* Tarefa proposta *
Pode copiar, sem alterar nada, o trecho do texto sobre o Ministério Público que vai de "Pelo meio tem" a "perguntas e respostas."?

* Texto de origem *
>>>
A Procuradora-Geral da República, Lucília Gago JOSÉ SENA GOULÃO
Foi o terramoto que mergulhou Portugal numa crise política. A investigação — que mais tarde ganhou o nome de Operação Influencer —, fez cair um governo maioritário, levou à marcação de eleições antecipadas e deixou a política nacional em suspenso.
Pelo meio tem corrido muita tinta sobre o processo. Fala-se em PGR, DCIAP, arguidos, indiciamento, instrução. Para que não se perca, eis como funciona o Ministério Público (o órgão responsável pela acusação) em seis perguntas e respostas.
O que é o Ministério Público?
O Ministério Público (frequentemente referido pela abreviatura MP) é um órgão integrado na função judicial do Estado, mas cuja magistratura funciona paralela e independentemente da magistratura judicial (ou seja, juízes do Supremo Tribunal de Justiça, juízes das relações e juízes de direito).
Nos termos da Lei n.º 68/2019, “goza de autonomia em relação aos demais órgãos do poder central, regional e local”. Ou seja, este pode investigar, instruir e acusar sem qualquer interferência dos outros poderes, nomeadamente do poder político.
Segundo os seus Estatutos, o MP “representa o Estado, defende os interesses que a lei determinar, participa na execução da política criminal definida pelos órgãos de soberania, exerce a ação penal orientado pelo princípio da legalidade e defende a legalidade democrática”.
<<<
* Linhas apresentadas *
>>>
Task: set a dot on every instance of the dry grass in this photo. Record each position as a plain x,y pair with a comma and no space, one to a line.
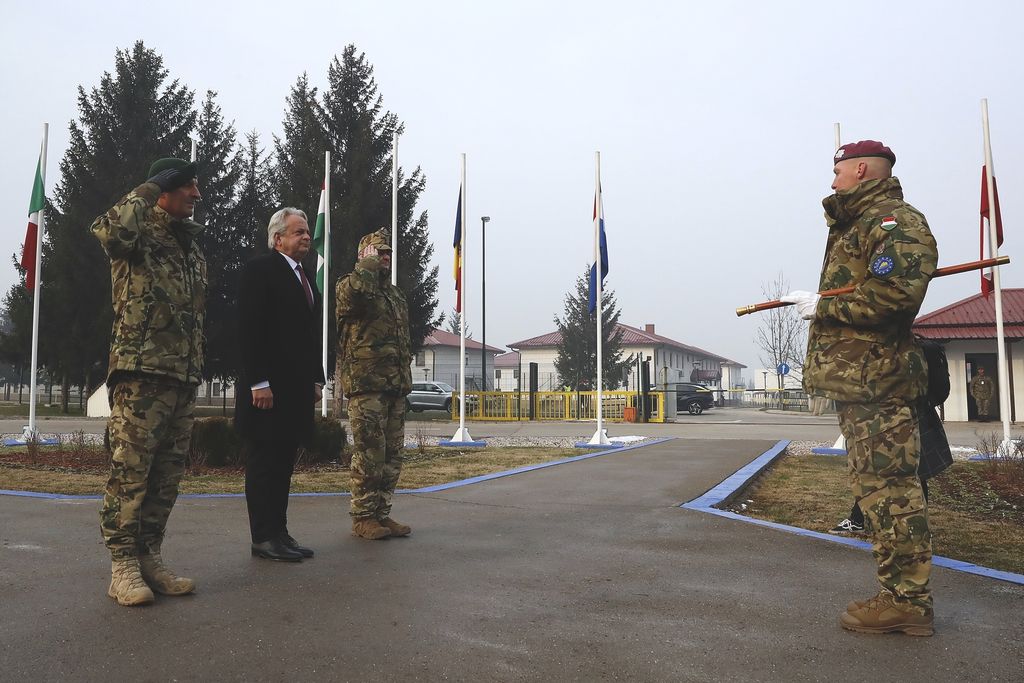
424,467
968,521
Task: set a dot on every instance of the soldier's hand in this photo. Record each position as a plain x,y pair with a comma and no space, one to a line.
806,302
263,398
167,179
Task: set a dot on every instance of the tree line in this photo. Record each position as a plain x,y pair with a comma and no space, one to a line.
138,113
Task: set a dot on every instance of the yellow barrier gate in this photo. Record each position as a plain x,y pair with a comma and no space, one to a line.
506,406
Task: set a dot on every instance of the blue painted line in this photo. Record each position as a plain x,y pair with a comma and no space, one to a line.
425,489
739,478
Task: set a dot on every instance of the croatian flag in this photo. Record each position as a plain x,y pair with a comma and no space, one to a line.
599,218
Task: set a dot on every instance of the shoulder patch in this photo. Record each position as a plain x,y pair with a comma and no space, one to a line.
883,265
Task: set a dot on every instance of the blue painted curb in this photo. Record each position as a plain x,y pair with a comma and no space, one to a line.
739,478
425,489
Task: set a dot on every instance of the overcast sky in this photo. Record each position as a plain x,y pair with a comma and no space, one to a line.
714,122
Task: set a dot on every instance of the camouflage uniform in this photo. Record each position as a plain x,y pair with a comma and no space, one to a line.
861,353
982,388
374,352
158,276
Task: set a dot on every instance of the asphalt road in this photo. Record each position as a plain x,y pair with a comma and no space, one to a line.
583,571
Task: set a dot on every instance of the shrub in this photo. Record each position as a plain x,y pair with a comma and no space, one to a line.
214,443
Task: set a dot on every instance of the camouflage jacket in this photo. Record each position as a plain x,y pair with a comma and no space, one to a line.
158,289
374,350
860,347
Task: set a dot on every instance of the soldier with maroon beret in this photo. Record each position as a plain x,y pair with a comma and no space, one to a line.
861,353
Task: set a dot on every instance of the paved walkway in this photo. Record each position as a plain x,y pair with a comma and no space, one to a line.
582,571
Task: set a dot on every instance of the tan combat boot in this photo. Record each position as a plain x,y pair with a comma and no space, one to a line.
883,614
370,528
127,586
396,528
161,579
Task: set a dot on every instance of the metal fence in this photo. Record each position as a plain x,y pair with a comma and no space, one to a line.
505,406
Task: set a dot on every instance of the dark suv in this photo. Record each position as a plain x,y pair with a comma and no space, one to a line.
692,397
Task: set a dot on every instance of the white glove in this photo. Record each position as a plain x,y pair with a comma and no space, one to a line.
807,302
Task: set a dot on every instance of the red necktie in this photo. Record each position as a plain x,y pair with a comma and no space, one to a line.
305,286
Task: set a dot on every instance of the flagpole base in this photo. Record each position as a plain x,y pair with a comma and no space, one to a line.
462,438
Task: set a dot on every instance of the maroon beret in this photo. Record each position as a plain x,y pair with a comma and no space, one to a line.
864,148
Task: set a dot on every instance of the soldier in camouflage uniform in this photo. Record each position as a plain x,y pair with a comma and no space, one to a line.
158,276
374,354
982,388
861,353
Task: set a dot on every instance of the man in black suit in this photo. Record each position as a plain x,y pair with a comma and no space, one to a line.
282,379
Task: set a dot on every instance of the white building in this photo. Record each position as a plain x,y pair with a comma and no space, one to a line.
671,360
967,330
438,360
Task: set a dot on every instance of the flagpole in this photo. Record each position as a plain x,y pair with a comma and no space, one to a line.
325,398
599,437
462,435
30,431
993,250
394,209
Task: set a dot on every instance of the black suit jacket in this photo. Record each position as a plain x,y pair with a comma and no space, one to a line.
279,339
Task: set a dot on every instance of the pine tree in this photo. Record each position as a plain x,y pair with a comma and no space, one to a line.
220,169
577,361
134,117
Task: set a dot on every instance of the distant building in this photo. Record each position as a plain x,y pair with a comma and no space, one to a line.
671,360
438,361
967,330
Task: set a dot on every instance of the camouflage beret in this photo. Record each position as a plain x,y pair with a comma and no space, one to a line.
380,239
188,170
864,148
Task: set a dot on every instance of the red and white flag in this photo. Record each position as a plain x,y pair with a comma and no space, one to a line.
986,214
36,206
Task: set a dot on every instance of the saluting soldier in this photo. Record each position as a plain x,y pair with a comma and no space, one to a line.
158,278
375,374
861,353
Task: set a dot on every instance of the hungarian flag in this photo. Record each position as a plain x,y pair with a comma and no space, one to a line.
603,249
36,206
986,213
457,244
320,240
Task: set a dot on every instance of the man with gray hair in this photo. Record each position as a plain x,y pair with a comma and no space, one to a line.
281,380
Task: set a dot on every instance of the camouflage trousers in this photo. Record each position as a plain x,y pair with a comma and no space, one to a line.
150,429
378,425
884,446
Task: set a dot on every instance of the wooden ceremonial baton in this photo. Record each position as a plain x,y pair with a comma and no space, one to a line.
941,272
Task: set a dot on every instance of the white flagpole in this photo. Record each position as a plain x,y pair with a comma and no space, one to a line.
394,209
599,437
463,433
993,250
30,431
325,399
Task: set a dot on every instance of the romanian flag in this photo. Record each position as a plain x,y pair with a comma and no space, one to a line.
36,205
603,249
987,212
457,244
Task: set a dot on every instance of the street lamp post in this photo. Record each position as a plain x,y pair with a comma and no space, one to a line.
483,299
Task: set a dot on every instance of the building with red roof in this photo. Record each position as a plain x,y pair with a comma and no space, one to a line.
967,330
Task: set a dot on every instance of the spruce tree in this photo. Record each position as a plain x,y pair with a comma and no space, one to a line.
133,117
577,360
219,171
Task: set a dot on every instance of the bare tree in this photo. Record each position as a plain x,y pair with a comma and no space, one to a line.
782,335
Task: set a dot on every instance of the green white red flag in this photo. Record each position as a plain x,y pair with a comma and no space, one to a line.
36,206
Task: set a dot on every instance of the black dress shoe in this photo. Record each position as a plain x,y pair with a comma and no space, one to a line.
275,550
292,544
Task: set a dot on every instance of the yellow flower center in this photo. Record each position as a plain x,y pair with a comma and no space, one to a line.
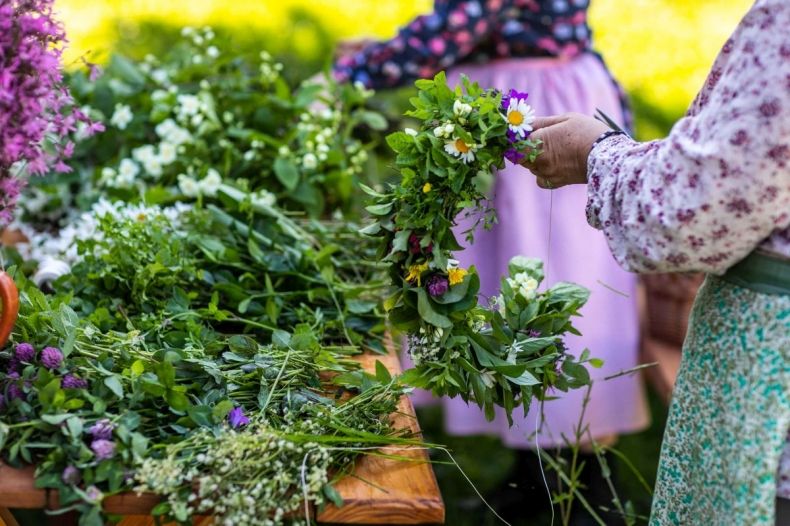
456,275
515,118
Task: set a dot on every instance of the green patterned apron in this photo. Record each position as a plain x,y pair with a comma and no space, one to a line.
730,412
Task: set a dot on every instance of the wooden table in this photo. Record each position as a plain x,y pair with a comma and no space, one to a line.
383,491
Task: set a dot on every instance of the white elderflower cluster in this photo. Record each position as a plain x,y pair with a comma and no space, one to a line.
242,478
425,346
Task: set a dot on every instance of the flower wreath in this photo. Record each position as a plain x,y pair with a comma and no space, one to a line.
511,350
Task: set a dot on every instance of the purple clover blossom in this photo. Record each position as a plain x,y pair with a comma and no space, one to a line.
513,94
51,357
24,352
236,418
437,285
103,449
36,109
71,475
71,381
102,429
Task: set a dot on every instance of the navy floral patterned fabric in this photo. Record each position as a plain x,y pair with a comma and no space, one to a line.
470,31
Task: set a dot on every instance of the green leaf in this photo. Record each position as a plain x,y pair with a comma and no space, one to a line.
138,368
114,385
177,400
428,314
379,210
399,141
201,415
221,410
382,373
374,120
332,494
287,173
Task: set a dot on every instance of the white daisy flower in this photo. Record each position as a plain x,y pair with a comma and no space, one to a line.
211,183
309,161
122,116
461,109
458,148
188,186
167,152
520,117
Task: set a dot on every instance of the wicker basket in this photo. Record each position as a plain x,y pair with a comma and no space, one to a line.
669,301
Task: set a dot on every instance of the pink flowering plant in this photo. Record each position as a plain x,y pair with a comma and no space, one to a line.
37,114
510,350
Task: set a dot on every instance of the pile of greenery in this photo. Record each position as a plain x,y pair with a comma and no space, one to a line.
187,353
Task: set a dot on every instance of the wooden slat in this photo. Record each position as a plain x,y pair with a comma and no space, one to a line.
411,496
396,492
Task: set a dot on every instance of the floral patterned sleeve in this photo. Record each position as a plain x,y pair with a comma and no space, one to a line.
719,186
426,46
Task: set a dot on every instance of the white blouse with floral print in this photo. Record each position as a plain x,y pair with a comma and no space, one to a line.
719,186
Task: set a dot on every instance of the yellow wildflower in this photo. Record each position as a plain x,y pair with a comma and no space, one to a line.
415,271
456,275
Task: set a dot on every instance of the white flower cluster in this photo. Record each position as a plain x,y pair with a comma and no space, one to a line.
46,247
252,477
524,285
425,346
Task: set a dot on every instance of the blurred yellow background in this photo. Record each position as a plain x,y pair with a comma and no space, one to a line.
660,49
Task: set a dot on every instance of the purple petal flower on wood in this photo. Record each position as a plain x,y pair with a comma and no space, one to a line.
71,475
236,418
24,352
103,449
51,357
73,382
437,285
102,429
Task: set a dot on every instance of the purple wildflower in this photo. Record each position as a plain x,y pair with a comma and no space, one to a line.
25,352
51,357
518,95
103,449
13,365
102,429
36,109
437,285
73,382
236,418
71,475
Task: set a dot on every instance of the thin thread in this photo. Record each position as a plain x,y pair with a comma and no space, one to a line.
538,426
548,240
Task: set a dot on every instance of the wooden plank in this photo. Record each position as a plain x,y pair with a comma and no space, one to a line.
396,492
411,496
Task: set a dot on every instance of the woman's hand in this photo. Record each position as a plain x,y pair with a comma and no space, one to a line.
566,143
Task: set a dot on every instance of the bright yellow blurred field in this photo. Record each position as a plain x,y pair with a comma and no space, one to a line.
660,49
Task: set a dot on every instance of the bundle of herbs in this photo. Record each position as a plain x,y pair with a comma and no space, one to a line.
199,353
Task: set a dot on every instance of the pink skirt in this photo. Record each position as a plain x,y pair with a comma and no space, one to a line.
576,252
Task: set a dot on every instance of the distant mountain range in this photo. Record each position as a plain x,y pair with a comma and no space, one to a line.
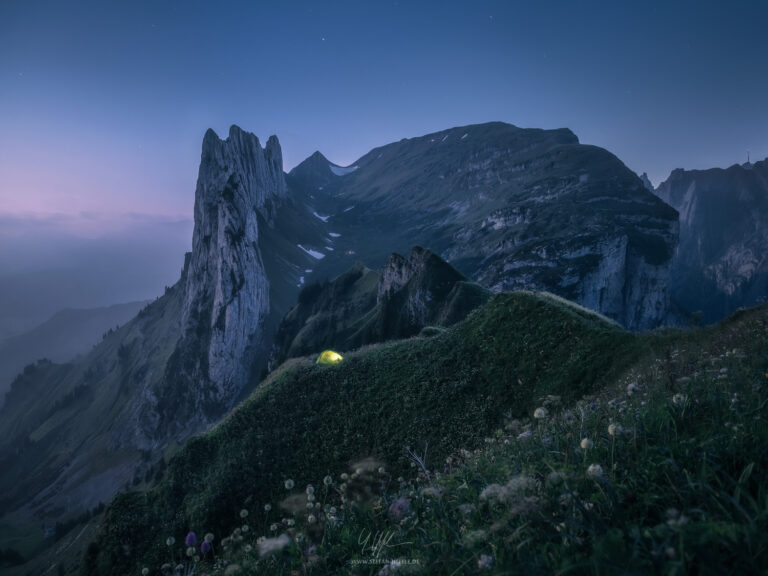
278,269
62,337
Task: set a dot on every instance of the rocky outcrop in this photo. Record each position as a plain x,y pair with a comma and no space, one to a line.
227,301
511,208
721,262
362,306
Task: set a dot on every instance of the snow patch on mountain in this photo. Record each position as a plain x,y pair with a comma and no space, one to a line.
339,171
314,253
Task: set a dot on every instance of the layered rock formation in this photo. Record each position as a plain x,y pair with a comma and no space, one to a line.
721,263
363,306
227,293
510,208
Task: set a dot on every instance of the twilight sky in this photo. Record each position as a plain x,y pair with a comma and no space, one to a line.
103,104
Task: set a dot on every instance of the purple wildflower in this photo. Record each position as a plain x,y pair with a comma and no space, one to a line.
191,539
399,509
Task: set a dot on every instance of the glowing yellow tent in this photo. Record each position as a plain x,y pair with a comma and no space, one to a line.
329,357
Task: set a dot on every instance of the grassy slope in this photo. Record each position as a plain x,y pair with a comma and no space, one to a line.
681,489
305,421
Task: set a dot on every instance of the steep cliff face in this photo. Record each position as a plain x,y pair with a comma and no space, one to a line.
510,208
227,292
721,262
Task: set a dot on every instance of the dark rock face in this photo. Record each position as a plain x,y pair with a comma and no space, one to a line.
510,208
721,262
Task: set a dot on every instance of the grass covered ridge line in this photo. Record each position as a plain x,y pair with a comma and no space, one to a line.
306,421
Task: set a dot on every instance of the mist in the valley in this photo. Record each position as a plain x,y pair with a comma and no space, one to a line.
84,261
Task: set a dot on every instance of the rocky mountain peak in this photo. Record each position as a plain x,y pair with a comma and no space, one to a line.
647,182
399,270
227,292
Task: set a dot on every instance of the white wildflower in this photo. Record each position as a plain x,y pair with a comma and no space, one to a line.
271,545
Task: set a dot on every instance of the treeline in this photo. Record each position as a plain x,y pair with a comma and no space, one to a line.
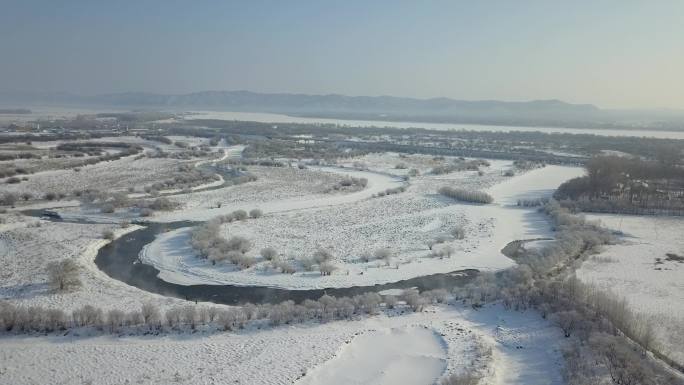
466,195
209,244
608,340
28,319
459,165
628,185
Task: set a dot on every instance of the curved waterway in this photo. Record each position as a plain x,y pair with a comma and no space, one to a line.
119,260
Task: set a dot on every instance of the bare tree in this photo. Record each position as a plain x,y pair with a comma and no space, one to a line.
151,314
268,253
385,254
256,213
326,268
64,275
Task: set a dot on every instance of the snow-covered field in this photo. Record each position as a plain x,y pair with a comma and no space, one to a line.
412,349
639,270
300,214
403,222
26,250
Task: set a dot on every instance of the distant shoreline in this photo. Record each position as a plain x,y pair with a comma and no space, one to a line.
14,111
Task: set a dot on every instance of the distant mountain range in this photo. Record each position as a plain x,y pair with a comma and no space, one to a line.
531,113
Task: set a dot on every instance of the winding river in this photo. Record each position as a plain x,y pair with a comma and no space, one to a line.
120,259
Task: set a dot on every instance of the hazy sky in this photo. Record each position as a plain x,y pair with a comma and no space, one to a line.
622,53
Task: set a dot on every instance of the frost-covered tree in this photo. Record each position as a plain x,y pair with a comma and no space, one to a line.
384,254
326,268
256,213
151,314
268,253
115,319
322,255
64,275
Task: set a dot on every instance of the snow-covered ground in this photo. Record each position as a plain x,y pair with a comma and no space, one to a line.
639,270
355,224
525,349
26,250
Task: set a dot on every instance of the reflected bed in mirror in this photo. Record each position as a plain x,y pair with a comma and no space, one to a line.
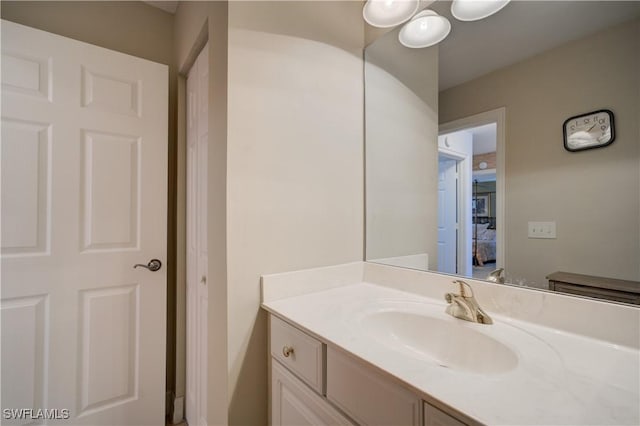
466,169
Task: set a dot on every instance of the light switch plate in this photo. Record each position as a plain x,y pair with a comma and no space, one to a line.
542,230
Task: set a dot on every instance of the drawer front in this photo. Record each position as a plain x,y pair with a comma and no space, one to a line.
299,352
294,404
366,396
436,417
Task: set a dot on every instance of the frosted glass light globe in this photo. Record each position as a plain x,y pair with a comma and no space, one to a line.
425,29
389,13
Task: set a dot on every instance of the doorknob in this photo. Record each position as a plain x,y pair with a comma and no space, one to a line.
<<<
* Resposta *
Pelo meio tem corrido muita tinta sobre o processo. Fala-se em PGR, DCIAP, arguidos, indiciamento, instrução. Para que não se perca, eis como funciona o Ministério Público (o órgão responsável pela acusação) em seis perguntas e respostas.